__Assigned task__:
Copy, word for word, the portion of the post about spring gardening that opens with the words containing "LBL ignored him." and closes with "be watching this.".
(Text block)
The Rite of Spring Part 1

Posted on March 24, 2014




Life in the Boomer Lane knows very well that the advent of spring usually involves young women developing a sudden, overwhelming need to cast bras aside and older women developing an equally intense need to force all manner of flower and vegetable to sprout in every available bit of green space they own. 

LBL has always been out of both loops. Both she and her breasts have always been happier when protected from the elements. She has always assumed that her disinterest in planting anything in the ground, tending it, watching it grow, and then eating it arose from a genetic imprint created by countless generations of life in Eastern Europe, where her family wasn’t permitted to own land, thereby erasing all farming genes and leading them, instead to professions involving religious study and starvation.

Yet she knows this to be untrue.  Her cousin, a master gardener, wallows in the growing of flowers. Jewish friends of hers, also master gardeners, grow all manner of flowers and produce. Her offspring, products of a gene pool that divide equally between the maternal shtetl-dwellers and the paternal soil and sunshine-loving, DAR-eligible, WASP stock, love to plant. Her older son tends his garden with the reverence he used to reserve for his Nintendo Playstation. He lives in Seattle and sends photos of lush vegetables, followed by photos of the amazing food he has prepared with them. Her younger son and his fiance start each day with a routine that includes watering, weeding, and lovingly staring at and talking to their happy brood of herbs, squash, peppers, whatever. Her soon-to-be daughter-in-law is the Mother Earth of Herbs. She’s never met a herb she doesn’t like and she’s never met a herb she can’t immediately toss into something. Even LBL’s daughter, who lived in London for five years and now lives in Brooklyn,  manages to grow things in pots. Give her and her husband a third floor walk-up and a balcony and they will create a fully functioning vegetable farm in pots and hanging baskets.

You get the idea, here. LBL was starting to feel a little intimidated. She had always assumed that when she reached a certain age, she would wake up one morning with a burning desire to take a Master Gardeners Class (Ninja for Older Women) and to fill the house with seeds, gloves, hats, implements with curved metal claws, and catalogues that sell entire lines of rubber clothing.

Now Husband is no help.  His own genetic imprint does not involve cavorting with the soil and, as an adult, he lived in New York and in DC, in high-rise building that protected him from growing things. When LBL met him, he was committed to supporting the produce departments of Trader Joe’s and Whole Foods.

But LBL couldn’t shake the growing feeling of being inferior. She was determined to give vegetable gardening a try. Then she announced to Now Husband, “We are going to grow things.” Now Husband countered with “I’m already growing nose and ear hair. I don’t have time for anything else.”

LBL ignored him. Surely there must be a way to do what everyone else seemed to do so easily. Then she remembered that she doesn’t ride a bike, and is forced to watch as the rest of the world pedals happily by.

She started by turning over all the photos of the Russian and Polish ancestors who were usually staring her down from the dining room walls. Better they shouldn’t be watching this.
(End Text block)
(Supplied data)
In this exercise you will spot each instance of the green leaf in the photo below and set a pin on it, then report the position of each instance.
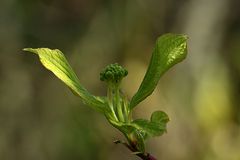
(155, 127)
(134, 136)
(169, 50)
(55, 61)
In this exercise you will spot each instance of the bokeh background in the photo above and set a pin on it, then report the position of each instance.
(40, 118)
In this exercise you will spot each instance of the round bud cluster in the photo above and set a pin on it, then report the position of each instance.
(113, 73)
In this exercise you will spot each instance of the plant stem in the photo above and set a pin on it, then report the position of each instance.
(143, 156)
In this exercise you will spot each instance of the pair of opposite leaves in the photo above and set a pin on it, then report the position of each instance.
(169, 50)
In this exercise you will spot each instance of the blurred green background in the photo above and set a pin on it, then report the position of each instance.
(40, 118)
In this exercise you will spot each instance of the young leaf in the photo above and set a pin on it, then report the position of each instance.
(155, 127)
(169, 50)
(55, 61)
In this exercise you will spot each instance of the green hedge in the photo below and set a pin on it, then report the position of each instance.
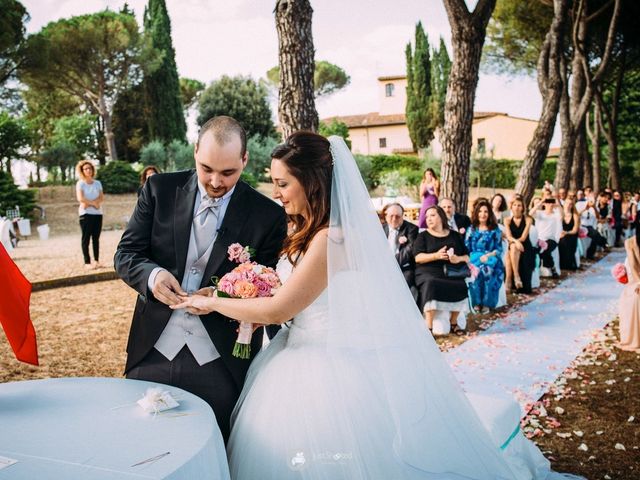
(End Supplied data)
__Answer to the problem__:
LBL ignored him. Surely there must be a way to do what everyone else seemed to do so easily. Then she remembered that she doesn’t ride a bike, and is forced to watch as the rest of the world pedals happily by.

She started by turning over all the photos of the Russian and Polish ancestors who were usually staring her down from the dining room walls. Better they shouldn’t be watching this.